>> Start
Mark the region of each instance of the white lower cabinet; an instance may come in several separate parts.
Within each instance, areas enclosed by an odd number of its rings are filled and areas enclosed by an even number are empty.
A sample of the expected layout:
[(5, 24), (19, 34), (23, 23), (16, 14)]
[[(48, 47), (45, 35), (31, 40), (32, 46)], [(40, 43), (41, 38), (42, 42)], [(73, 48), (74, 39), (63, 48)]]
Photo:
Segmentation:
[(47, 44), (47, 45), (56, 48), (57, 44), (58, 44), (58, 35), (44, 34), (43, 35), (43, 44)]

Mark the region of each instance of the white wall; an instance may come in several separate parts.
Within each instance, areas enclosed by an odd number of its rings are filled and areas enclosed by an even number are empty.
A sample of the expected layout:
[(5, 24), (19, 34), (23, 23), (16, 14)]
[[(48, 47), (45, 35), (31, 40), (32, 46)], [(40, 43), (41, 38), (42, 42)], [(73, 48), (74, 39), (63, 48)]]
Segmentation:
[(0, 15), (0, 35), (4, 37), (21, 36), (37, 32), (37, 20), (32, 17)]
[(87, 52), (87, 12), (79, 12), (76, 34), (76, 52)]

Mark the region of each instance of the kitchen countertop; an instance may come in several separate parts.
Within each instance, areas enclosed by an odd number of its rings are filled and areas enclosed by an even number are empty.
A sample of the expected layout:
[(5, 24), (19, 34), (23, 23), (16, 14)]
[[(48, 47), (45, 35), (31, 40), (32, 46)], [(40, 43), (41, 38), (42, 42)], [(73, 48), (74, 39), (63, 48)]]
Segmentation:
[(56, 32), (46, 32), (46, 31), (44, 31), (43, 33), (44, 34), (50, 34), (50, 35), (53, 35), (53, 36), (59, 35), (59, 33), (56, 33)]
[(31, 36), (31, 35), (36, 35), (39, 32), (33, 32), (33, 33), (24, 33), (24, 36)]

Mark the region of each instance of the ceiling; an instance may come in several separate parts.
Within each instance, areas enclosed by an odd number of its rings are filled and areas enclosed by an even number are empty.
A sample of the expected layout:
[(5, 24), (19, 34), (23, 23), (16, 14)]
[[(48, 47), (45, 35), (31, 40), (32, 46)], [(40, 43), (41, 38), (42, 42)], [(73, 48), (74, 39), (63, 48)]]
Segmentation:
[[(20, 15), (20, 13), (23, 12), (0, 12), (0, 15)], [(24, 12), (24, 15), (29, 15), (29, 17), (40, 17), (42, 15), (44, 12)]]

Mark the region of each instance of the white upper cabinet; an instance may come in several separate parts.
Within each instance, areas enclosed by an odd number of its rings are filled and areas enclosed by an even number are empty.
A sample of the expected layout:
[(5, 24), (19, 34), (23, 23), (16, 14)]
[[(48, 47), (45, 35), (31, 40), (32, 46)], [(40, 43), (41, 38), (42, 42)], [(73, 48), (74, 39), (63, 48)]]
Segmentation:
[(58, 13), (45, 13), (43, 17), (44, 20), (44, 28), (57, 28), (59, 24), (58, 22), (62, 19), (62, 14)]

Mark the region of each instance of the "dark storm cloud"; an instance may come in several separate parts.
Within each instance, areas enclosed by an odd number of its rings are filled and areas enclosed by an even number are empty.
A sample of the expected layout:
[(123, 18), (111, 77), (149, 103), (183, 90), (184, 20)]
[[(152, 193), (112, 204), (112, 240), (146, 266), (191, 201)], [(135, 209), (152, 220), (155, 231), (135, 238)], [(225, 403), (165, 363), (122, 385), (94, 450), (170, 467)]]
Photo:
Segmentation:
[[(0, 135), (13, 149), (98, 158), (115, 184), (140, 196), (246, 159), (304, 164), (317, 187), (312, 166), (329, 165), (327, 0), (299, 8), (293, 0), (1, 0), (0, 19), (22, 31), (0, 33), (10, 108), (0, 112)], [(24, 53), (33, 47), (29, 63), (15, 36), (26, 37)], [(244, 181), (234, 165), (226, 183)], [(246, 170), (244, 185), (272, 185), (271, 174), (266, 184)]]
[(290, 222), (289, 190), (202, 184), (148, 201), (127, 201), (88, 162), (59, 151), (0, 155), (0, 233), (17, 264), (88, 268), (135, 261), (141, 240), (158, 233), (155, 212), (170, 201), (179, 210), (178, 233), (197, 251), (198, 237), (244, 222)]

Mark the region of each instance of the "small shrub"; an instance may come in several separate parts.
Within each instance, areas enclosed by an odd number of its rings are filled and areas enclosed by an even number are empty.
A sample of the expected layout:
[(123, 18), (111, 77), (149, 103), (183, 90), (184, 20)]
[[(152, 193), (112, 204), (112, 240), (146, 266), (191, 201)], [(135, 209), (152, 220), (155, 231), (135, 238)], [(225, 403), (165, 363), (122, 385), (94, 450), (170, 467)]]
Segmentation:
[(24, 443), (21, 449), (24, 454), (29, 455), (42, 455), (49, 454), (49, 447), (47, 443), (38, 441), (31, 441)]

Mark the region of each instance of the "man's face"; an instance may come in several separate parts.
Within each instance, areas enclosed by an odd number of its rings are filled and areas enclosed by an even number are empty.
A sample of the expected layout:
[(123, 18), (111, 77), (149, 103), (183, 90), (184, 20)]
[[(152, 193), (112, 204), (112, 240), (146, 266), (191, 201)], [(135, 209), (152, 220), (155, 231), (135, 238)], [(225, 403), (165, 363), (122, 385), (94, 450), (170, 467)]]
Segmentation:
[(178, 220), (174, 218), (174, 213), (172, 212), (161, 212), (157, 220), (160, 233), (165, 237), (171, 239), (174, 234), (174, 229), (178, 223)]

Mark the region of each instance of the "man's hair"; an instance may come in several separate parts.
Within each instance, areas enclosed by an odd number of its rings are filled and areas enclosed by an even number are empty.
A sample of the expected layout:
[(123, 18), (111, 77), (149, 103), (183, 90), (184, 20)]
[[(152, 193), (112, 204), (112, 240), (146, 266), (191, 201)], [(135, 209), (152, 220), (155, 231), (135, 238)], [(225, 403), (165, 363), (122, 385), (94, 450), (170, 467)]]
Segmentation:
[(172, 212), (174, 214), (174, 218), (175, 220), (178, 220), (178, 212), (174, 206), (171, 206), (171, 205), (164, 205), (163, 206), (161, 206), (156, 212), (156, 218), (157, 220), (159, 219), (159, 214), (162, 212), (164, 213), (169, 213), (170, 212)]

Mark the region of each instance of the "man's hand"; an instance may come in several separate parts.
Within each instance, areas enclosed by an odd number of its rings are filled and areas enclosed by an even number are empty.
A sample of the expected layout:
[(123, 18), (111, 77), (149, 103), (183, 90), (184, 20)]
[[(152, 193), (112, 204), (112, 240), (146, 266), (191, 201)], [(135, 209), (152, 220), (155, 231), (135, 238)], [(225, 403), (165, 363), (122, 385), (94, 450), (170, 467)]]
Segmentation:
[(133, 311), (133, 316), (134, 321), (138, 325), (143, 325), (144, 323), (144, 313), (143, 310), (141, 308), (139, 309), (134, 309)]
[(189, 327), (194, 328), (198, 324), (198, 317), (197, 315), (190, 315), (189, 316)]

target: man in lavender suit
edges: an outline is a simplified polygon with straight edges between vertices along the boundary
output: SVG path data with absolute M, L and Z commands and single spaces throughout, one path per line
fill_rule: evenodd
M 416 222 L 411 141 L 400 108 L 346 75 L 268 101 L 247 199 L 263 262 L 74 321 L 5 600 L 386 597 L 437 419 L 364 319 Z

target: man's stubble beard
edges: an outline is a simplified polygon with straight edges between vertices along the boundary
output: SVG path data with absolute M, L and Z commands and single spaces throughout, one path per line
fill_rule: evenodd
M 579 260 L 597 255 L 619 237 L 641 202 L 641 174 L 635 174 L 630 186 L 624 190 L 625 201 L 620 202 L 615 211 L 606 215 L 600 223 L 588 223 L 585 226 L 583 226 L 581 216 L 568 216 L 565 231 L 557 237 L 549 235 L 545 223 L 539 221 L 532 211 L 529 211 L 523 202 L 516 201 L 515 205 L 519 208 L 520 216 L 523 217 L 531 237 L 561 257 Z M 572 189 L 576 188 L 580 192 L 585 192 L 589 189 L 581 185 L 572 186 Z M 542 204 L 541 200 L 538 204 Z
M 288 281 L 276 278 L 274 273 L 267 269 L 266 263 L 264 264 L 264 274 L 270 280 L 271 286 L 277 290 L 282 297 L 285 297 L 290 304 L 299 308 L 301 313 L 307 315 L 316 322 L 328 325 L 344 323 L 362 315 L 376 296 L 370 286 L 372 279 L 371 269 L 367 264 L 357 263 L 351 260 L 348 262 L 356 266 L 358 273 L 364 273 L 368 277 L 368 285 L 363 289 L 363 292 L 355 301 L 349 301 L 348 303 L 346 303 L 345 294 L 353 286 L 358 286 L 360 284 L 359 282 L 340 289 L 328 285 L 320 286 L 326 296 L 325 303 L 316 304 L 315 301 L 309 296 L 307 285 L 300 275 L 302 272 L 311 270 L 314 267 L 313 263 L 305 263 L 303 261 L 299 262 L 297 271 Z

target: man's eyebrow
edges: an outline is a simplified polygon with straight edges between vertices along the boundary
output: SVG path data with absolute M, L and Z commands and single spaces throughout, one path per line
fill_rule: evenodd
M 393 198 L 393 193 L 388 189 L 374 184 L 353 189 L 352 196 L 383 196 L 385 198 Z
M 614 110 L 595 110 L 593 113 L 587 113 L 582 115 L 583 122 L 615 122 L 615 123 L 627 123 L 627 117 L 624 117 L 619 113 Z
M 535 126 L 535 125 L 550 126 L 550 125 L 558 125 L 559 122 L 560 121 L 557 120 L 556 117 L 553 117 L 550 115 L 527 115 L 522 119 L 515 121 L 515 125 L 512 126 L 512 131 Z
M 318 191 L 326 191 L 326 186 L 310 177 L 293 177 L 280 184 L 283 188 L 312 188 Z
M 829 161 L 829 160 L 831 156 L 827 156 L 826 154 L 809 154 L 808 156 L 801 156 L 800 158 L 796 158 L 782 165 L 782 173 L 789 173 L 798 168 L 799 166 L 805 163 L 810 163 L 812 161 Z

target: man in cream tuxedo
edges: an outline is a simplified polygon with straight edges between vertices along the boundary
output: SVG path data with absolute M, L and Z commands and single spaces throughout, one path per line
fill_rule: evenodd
>> End
### YOUR INSTRUCTIONS
Copy out the part of the material above that opens with the line containing "Mark the region of each instance of the white wall;" and closes with the line containing "[(87, 52), (87, 12), (79, 12), (76, 34), (76, 52)]", including both of those lines.

### ANSWER TO THE EXERCISE
Mark the region of each instance of the white wall; an instance may come in several separate parts.
Within each instance, areas enclosed by an odd number of its rings are filled and areas enclosed by an even number are empty.
A sample of the expected layout:
[(5, 24), (19, 34), (23, 23), (16, 14)]
[[(48, 47), (45, 35), (31, 40), (32, 46)], [(40, 43), (41, 38), (42, 42)], [(73, 48), (74, 39), (63, 48)]]
Segmentation:
[(0, 15), (0, 35), (4, 37), (21, 36), (37, 32), (37, 20), (32, 17)]
[(87, 52), (87, 12), (79, 12), (76, 34), (76, 52)]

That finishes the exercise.